• _What to do_:
Output exactly the lines from the one containing "One keypoint belongs on each instance. Annotate the distant" through the final line of the entries below, both included, and skip the pictures.

%%

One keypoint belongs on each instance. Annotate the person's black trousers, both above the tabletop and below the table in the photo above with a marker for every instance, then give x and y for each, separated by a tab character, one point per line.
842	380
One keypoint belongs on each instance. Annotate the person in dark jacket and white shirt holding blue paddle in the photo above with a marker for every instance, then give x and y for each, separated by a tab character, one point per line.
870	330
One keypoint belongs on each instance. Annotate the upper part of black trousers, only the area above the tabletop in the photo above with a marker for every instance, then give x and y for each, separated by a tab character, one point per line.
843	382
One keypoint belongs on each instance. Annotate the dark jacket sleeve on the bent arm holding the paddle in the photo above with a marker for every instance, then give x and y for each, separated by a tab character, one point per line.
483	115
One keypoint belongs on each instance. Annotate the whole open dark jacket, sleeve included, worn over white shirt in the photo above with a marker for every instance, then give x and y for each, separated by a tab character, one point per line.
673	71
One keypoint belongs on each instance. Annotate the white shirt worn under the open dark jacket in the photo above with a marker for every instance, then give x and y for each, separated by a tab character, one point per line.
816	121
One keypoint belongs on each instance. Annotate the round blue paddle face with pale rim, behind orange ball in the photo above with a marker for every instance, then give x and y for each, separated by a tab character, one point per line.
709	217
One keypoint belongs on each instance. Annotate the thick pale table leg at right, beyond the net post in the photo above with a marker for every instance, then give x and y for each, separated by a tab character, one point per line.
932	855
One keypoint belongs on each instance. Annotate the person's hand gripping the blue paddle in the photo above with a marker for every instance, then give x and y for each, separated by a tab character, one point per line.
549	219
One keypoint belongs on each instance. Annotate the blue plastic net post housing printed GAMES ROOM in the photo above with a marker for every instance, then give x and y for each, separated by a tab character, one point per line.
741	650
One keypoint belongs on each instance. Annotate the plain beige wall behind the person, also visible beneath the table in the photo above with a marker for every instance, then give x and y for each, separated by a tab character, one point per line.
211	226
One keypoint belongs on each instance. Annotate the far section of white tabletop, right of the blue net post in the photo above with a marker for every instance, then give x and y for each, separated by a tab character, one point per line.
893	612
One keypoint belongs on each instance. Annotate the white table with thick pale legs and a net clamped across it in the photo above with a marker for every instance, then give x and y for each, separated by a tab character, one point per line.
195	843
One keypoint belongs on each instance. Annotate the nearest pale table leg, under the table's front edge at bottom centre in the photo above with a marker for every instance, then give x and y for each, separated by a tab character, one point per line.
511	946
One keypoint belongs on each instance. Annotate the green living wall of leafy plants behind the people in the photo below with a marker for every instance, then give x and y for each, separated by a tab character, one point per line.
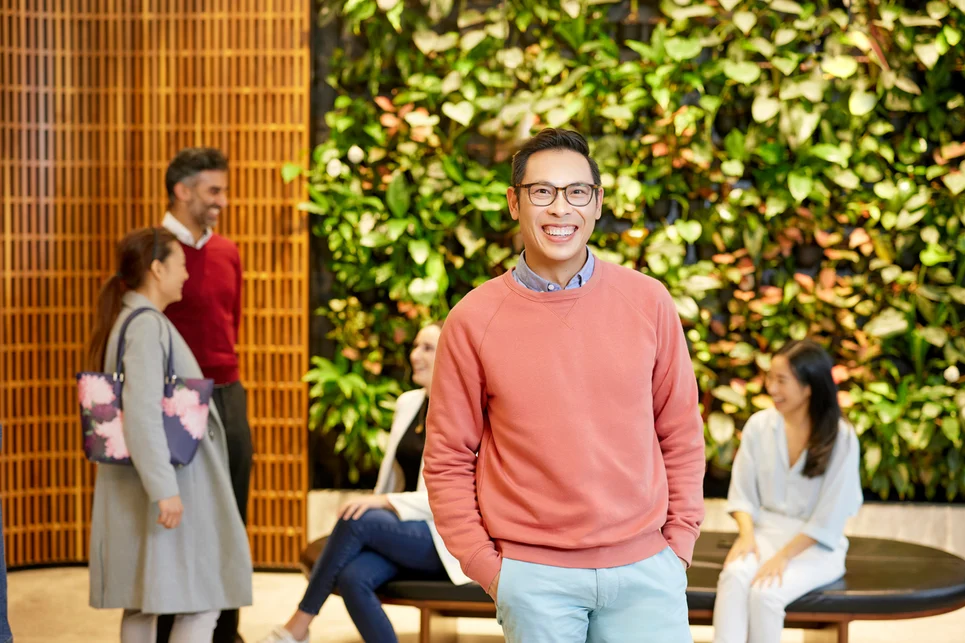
786	168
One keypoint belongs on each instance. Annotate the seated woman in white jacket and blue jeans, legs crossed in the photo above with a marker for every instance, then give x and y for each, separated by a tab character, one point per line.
380	536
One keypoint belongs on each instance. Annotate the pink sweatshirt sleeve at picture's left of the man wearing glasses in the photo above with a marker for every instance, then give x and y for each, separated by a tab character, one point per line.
455	429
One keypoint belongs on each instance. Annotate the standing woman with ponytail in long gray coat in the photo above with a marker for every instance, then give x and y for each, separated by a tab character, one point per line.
164	539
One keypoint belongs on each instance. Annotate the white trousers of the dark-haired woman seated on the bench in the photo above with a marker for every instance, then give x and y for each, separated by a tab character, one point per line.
745	614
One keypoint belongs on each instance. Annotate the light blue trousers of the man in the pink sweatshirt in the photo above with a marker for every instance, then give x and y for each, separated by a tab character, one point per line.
645	601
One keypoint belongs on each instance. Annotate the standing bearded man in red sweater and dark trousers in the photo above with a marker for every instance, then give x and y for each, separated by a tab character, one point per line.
209	315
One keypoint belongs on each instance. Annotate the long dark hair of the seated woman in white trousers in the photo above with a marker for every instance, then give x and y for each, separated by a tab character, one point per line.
812	366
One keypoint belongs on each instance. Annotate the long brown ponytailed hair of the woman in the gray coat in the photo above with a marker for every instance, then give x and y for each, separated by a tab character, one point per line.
135	254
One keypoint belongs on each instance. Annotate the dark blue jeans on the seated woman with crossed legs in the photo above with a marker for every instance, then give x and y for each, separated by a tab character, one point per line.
359	557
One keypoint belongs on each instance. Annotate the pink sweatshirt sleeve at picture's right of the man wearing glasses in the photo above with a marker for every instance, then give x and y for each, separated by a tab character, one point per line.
680	430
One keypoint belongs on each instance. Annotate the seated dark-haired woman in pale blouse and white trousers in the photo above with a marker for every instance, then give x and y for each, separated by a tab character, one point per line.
795	483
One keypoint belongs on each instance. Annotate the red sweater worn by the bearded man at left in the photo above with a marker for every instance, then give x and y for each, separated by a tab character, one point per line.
209	313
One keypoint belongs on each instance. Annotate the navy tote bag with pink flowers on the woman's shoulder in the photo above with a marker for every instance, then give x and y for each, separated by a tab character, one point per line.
184	409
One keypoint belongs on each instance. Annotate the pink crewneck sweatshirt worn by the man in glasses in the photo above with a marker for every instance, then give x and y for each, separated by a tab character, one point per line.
582	407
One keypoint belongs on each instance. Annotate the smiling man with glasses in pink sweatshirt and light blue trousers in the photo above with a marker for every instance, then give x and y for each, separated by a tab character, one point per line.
571	379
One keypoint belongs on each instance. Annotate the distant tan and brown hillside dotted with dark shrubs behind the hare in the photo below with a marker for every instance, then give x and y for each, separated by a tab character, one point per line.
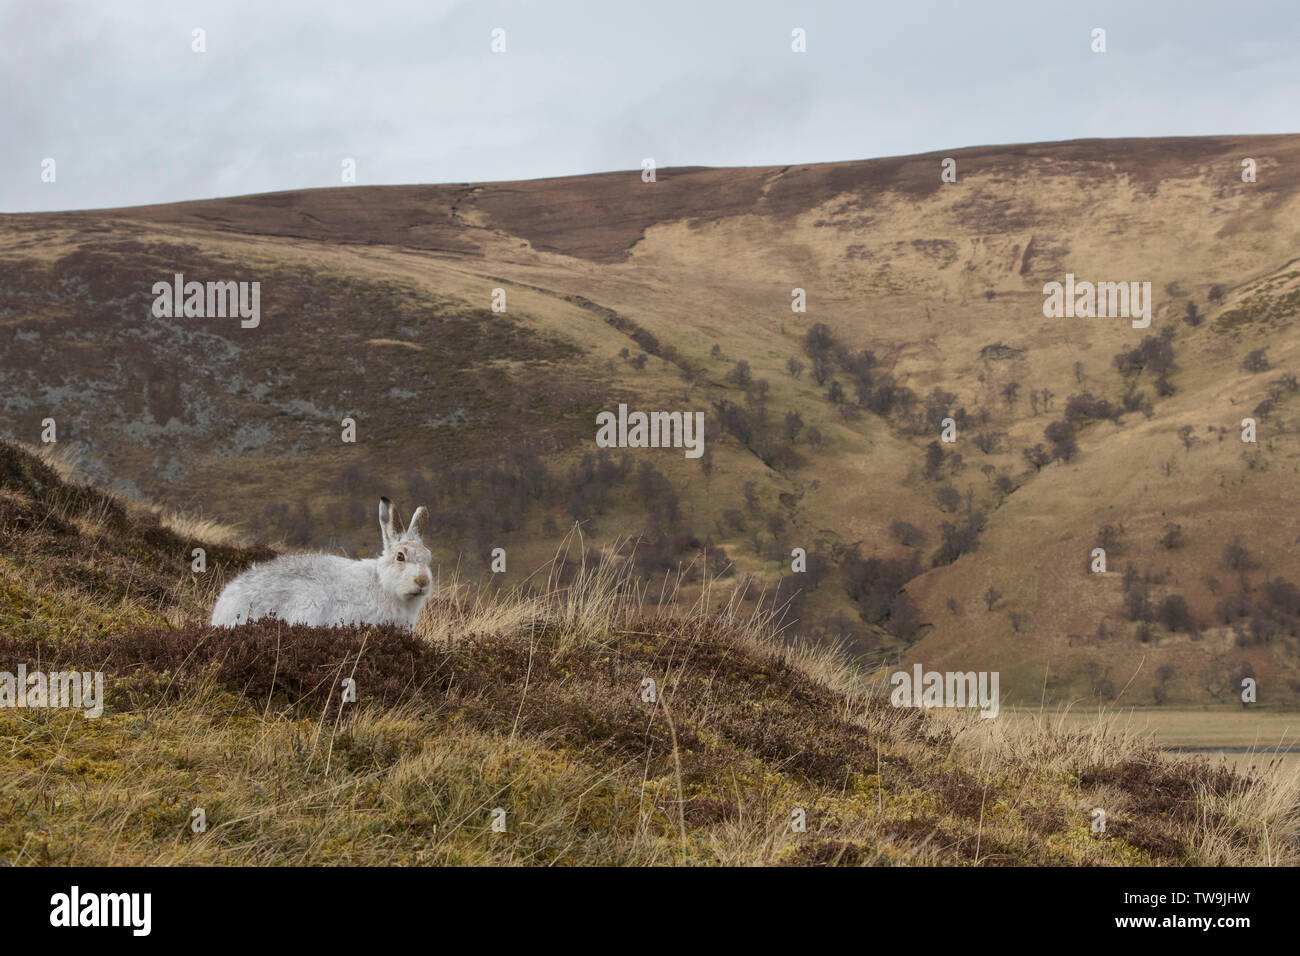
925	301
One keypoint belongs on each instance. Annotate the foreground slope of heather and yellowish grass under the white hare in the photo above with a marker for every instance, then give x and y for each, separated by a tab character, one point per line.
534	704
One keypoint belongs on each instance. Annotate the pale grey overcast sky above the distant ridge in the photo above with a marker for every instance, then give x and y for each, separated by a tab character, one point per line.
288	89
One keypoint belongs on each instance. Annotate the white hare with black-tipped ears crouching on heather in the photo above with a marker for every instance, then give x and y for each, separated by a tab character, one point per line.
326	591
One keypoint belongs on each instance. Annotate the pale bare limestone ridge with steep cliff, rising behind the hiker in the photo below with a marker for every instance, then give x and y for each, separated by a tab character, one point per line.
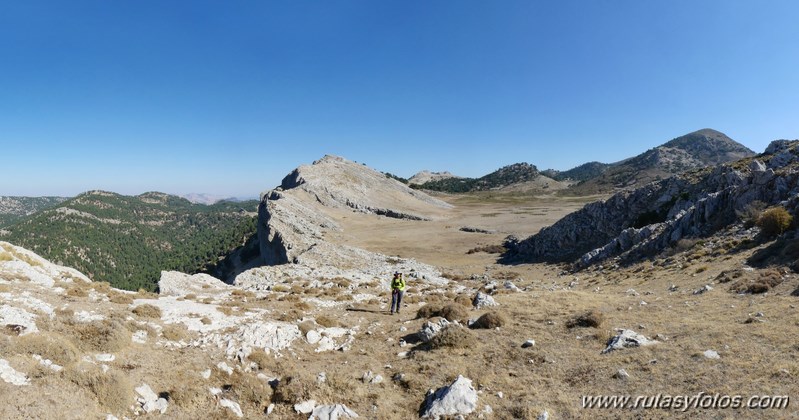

%%

• _Problem solution_:
One keypoint belongs on each instance. Annotate the distant tan and brown hillside dotted with dark shrubs behind the hare in the photo below with a marker for every instance, then give x and y for each, separated by a tab character, one point per line.
925	301
One keypoint belongs on each instance. Annotate the foreground slope of heather and yellowish grass under the white hare in the photo above with a marker for every instance, then give x and y for each, separated by a tab character, one point per line.
534	704
One keypoint belongs on each instance. Annotate the pale grey overcast sky above the distant ridge in the photo above with a marker for every instance, then give x and y for each, separated by a tab character, one point per line.
288	89
One keypoint belongs on each instance. Annotate the white hare with black-tipped ears crouching on heather in the photo above with a marker for every instance, then give x and y for each, separated by a tab character, one point per line.
326	591
One keypoint belongs on each instance. Annotate the pale bare limestone ridge with steep cliff, rising behind the hiker in the photo below with a marker for every instance, then give x and y for each, separated by a tab character, one point per line.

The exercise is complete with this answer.